● **The task**: Gather every line in the records below that contains the string "woman", paying attention to case, and copy each one.

==================================================

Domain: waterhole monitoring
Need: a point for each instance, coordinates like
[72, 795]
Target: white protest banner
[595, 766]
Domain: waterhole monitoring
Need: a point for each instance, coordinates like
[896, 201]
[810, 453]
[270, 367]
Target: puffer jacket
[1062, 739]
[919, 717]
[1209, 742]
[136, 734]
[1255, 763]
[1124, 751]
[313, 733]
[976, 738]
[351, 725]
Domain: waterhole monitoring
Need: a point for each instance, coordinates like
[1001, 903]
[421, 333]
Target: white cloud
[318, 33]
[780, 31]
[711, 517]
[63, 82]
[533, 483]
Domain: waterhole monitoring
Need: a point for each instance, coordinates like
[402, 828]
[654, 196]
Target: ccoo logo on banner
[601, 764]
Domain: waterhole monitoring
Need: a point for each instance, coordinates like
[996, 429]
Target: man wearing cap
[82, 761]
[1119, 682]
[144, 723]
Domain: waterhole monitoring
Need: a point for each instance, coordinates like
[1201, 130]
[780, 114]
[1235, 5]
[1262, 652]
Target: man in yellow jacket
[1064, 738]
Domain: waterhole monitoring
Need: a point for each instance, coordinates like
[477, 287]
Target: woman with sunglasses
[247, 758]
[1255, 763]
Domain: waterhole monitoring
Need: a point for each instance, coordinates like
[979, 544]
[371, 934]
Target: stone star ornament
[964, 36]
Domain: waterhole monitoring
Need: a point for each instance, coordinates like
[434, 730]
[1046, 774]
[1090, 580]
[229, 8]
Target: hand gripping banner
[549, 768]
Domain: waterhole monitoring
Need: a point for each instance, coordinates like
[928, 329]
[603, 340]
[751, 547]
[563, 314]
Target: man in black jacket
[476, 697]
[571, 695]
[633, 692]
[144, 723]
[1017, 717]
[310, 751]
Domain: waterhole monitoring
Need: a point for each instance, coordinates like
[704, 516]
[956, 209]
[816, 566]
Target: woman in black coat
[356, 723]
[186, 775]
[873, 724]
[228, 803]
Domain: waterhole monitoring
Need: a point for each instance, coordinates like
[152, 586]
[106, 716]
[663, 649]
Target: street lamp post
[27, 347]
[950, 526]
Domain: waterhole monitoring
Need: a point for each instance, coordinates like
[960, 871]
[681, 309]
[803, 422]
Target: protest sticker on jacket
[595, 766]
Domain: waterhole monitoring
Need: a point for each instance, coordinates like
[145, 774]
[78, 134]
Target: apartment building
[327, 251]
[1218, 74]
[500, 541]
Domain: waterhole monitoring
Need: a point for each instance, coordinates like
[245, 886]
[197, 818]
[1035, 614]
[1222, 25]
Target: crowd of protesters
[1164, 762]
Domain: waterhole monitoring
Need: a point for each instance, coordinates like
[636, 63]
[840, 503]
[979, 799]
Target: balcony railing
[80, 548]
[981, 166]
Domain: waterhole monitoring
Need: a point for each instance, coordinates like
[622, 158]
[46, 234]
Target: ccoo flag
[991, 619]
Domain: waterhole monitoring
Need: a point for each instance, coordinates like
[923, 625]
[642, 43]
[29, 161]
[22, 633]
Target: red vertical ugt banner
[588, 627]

==================================================

● **Solution to this exercise**:
Target: woman with sunglasses
Target: woman in black coat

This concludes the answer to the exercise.